MN Police to get Silencers!

By: Karl B. Johnson
Minnesota Spokesman-Recorder
Originally posted 12/3/2003

Unknown to most citizens, a new state law lets police use silencers

silencerThis past June 30, I happened to be reading the local daily newspaper. As I scanned the articles, I noticed a line that struck me as odd. It read, “Police will be able to use gun silencers for high risk entry.” This was a blurb informing the public of the new laws that had been enacted by the Minnesota Legislature.

In military and police talk, the sound of a firearm discharging is referred to as a report. So I found it odd that the moment that law enforcement should be the most accountable to its citizens — during the use of deadly force and the possibility of taking a human life — could now be obscured by the passage of this law.

The bill was listed as S.F. (Senate File) 945. Republican Senators David L. Knutson, Burnsville; Paul E. Koering, Fort Ripley; Pat Pariseau, Farmington; and Democratic Senator Jim Vickerman of Tracey sponsored the bill.

I was really interested in the story behind this type of law, so I sent each of them an email asking them what reason was given for such a bill. I asked why such a bill was introduced, how the bill would be beneficial to the citizens of Minnesota, and inquired about the shared philosophy of the authors. I also asked each senator how their constituents felt about the law.

I waited for about 10 days and finally followed up the email with letters. I received a phone call from Senator Paul Koering. Koering was quite candid and said that State Representative Dale Walz, from Baxter, Minnesota, who happens to be a law enforcement official, approached him and asked if Koering would sponsor the bill. The bill was not what is called a “stand alone bill”. That is, it was attached to another bill and there was never any public debate on it from the full Senate and full House.

I explained to Koering that my intention was not to confront law enforcement, but that law enforcement needed to be held accountable. I asked Koering if he was aware of what the discharge of a firearm was called by military and police personnel. He was silent. I responded, “It is called a report, and in essence, what this bill does is to silence the report of accountability that police officers have to the communities in which they are entrusted to enforce laws.”

Koering said, “I never thought of that. Listen, I live in Brainerd, I live in the country, and this is not something that I was thinking about. The state representative that gave me the bill said that it was designed to help police officers keep a low profile in case they [law enforcement] need to shoot out a light or something prior to or during a drug bust. Something of that nature.”

Koering sounded sincere enough. I explained to him that the citizens in Minneapolis, and in particular citizens of North Minneapolis, have had more than a strained relationship with the police department. Given an incident last year wherein an eight-year-old boy was accidently shot in a drug raid, it was rather difficult for me to conceive how this type of bill could have been passed by the Minnesota Legislature.

## SET TASK 1
According to the article on Minnesota police silencers, why was there never any public debate on S.F. 945 in the full Senate and full House?
The listing that follows has no connection to the article on police silencers, and neither one draws on the other.

Records of labeled points:
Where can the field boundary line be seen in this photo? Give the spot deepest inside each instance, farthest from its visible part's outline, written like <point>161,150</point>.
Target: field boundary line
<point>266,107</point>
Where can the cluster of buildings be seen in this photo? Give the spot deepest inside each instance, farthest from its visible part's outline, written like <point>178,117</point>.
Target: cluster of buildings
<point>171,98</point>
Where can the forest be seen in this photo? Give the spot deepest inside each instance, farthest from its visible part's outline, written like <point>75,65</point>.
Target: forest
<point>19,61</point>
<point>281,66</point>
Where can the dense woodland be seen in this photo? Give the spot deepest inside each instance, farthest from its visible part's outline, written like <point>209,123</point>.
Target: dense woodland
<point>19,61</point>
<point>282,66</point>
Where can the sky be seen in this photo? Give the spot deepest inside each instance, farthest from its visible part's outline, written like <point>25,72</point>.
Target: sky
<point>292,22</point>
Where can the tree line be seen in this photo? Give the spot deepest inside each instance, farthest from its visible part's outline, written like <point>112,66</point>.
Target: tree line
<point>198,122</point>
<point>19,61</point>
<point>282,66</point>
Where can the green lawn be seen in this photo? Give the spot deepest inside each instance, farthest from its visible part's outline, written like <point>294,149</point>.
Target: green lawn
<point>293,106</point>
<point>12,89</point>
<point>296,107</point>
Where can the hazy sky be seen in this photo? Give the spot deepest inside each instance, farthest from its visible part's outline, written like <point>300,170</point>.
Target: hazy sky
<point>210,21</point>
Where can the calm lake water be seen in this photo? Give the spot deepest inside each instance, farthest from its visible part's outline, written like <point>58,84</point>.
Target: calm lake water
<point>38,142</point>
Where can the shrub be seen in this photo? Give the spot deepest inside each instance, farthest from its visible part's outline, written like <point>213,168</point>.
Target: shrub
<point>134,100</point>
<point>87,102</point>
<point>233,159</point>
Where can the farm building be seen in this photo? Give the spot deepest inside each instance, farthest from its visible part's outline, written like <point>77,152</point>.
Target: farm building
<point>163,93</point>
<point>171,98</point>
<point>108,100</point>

## SET TASK 2
In the listing, replace every "Target" with "Label" from the line with "Where can the dense" through the end of the listing, and reproduce only those lines with nothing else altered.

## COMPLETE ANSWER 1
The bill was not a stand-alone bill. It was attached to another bill, so the full Senate and full House never debated it publicly.

## COMPLETE ANSWER 2
Where can the dense woodland be seen in this photo? Give the spot deepest inside each instance, farthest from its visible part's outline, written like <point>209,123</point>.
Label: dense woodland
<point>19,61</point>
<point>282,66</point>
Where can the sky be seen in this photo? Give the spot deepest inside each instance, farthest from its visible part's outline, written like <point>25,72</point>.
Label: sky
<point>292,22</point>
Where can the tree line be seen in this photo? Give the spot deepest inside each instance, farthest from its visible part's outline, written like <point>112,66</point>.
Label: tree line
<point>198,122</point>
<point>19,61</point>
<point>282,66</point>
Where can the green lawn be seen in this photo? Give the spot deepest inside each instance, farthest from its visible part's outline, written like <point>294,149</point>.
Label: green lawn
<point>293,106</point>
<point>12,89</point>
<point>296,107</point>
Where can the hazy sky be seen in this photo? Give the spot deepest inside each instance, farthest from its visible part's outline, written like <point>300,170</point>.
Label: hazy sky
<point>210,21</point>
Where can the calm lake water be seen in this photo? Give the spot deepest inside each instance, farthest from its visible part's outline, written like <point>58,84</point>.
Label: calm lake water
<point>38,142</point>
Where can the shrub be seen in this photo? Give the spot deepest inside each instance, farthest from its visible part's outline, written like <point>213,168</point>.
Label: shrub
<point>134,100</point>
<point>87,102</point>
<point>233,159</point>
Where can the farm building be seen in this photo? Give the spot deepest inside each instance, farthest from its visible part's outline, written like <point>77,152</point>.
Label: farm building
<point>163,93</point>
<point>171,98</point>
<point>108,100</point>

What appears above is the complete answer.